=== INSTRUCTION ===
Reproduce only the part of the data below that opens with the line containing "the woman's hand?" and closes with the line containing "pixel 36 34", swapping "woman's hand" for "woman's wrist" and leaving everything else unchanged.
----------
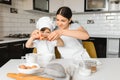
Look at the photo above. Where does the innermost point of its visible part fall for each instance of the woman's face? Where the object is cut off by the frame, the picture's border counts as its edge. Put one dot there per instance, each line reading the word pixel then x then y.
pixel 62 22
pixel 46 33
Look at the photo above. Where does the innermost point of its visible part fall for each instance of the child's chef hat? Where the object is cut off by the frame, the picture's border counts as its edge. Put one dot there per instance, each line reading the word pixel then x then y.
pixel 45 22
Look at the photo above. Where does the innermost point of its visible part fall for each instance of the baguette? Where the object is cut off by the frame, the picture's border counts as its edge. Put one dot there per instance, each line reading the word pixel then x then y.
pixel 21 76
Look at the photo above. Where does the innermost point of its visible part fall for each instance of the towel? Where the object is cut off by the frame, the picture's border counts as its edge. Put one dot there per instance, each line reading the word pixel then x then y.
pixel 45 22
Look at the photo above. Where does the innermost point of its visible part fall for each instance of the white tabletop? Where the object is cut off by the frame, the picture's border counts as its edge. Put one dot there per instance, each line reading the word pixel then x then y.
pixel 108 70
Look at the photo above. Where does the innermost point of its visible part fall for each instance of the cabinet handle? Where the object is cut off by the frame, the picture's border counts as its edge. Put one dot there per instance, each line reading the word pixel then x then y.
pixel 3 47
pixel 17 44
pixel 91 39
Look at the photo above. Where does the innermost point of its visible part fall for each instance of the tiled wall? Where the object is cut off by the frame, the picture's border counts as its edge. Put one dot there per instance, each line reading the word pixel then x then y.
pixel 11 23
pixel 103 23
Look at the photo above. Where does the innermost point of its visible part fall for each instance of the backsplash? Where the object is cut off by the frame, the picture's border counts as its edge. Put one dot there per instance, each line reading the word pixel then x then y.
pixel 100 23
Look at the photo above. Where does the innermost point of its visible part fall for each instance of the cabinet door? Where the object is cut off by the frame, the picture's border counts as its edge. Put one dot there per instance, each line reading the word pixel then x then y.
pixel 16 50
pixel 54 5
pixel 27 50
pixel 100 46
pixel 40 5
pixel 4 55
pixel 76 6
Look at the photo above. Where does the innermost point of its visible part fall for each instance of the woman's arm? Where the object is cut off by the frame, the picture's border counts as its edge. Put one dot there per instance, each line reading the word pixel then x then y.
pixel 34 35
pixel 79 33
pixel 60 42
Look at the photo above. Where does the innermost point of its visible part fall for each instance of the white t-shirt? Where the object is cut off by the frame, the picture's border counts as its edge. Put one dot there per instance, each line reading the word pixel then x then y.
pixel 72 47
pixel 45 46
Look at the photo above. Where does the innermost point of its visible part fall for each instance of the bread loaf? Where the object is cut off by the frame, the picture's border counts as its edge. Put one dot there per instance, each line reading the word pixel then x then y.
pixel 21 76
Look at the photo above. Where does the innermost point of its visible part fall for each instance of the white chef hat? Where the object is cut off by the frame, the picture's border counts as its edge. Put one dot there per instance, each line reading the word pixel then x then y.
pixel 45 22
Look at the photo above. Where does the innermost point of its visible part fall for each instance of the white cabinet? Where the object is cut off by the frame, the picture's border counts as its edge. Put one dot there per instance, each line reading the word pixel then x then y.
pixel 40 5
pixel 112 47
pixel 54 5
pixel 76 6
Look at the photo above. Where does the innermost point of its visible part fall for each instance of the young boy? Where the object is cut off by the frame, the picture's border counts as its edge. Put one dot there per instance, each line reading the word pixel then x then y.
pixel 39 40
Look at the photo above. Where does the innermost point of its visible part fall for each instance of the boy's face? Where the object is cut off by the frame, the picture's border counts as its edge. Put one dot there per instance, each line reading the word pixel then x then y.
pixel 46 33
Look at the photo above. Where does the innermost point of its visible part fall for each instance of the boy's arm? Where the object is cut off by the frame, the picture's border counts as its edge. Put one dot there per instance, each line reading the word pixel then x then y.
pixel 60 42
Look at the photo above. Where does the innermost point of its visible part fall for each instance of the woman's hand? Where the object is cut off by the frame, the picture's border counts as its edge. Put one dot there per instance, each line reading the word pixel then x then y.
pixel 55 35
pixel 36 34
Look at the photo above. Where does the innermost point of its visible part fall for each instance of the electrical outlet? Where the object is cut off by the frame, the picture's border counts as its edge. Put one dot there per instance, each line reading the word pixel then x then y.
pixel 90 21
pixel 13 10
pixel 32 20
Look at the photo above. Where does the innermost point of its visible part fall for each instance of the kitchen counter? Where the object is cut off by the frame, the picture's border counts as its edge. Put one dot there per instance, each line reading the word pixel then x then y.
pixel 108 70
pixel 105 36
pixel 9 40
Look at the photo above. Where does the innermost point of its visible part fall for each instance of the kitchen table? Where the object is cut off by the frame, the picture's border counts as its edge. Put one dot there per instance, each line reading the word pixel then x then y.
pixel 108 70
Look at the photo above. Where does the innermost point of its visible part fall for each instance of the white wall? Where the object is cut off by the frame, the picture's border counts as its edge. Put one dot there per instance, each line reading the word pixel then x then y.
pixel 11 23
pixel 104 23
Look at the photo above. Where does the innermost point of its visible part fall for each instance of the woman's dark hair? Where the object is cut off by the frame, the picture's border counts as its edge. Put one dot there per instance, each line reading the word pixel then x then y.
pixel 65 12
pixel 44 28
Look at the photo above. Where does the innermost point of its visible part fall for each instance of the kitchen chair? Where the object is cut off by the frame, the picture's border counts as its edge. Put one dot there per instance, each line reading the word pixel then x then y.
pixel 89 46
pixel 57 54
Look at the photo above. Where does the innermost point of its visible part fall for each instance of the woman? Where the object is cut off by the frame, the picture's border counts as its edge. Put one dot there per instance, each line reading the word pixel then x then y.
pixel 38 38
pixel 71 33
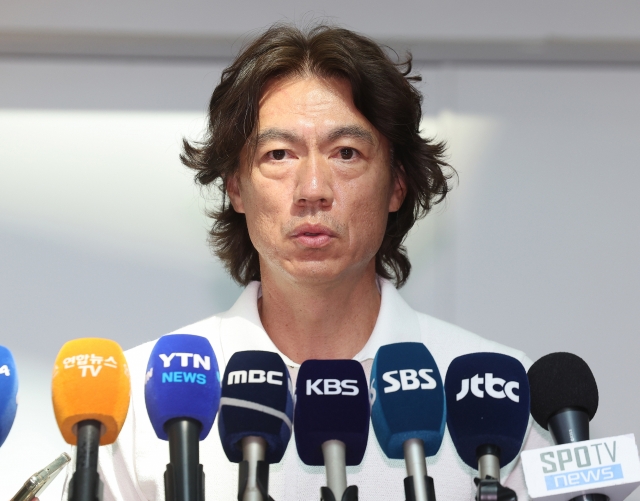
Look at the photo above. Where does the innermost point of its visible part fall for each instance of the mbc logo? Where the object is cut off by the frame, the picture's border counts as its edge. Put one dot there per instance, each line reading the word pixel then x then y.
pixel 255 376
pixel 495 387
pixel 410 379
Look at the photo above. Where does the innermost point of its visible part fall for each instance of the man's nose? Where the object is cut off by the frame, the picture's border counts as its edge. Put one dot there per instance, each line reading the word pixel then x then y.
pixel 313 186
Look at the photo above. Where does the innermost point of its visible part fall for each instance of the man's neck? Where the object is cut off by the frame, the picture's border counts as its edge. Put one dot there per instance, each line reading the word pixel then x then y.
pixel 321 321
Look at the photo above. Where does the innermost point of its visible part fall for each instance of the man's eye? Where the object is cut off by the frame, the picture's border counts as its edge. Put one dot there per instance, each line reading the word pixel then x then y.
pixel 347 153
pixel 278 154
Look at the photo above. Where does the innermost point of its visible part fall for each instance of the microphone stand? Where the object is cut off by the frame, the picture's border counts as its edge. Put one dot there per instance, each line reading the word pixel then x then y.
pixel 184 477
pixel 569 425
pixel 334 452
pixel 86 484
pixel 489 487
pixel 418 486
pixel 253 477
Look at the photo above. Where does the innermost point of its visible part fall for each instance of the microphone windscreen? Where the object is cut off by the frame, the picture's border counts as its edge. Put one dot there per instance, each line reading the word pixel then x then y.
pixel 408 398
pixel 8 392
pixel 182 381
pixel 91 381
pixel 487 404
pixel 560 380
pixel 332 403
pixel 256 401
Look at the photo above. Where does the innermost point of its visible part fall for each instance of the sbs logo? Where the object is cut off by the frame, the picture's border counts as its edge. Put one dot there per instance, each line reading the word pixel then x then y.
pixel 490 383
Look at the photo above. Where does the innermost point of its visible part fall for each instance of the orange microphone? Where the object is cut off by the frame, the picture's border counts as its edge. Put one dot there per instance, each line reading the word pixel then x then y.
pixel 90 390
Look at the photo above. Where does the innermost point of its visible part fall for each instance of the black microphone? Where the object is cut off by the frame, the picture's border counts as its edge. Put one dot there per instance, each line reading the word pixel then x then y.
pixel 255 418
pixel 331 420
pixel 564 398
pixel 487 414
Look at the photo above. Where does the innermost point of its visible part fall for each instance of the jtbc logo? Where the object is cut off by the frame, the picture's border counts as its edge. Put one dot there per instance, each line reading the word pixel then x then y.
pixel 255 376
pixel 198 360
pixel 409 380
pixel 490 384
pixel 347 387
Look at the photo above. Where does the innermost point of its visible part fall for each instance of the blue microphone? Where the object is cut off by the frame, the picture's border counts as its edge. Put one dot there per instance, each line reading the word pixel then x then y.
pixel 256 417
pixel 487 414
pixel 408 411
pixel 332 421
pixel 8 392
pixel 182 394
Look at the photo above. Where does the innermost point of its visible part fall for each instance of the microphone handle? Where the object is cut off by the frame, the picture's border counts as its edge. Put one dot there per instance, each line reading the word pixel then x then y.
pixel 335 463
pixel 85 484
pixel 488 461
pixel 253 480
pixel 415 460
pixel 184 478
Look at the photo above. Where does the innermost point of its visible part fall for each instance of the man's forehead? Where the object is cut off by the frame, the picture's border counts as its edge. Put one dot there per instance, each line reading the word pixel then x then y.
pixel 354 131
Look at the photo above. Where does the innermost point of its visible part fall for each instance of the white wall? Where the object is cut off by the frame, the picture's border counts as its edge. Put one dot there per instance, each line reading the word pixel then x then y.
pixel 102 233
----------
=== COMPLETED EXERCISE ===
Look at the photo above. Where does the innermost point of its visible part fall for each instance of the woman's wrist? Where the object is cut off by the frame, the picture's border counts as its edge. Put one dot there per instance, each line reading the word pixel then x then y.
pixel 55 35
pixel 36 34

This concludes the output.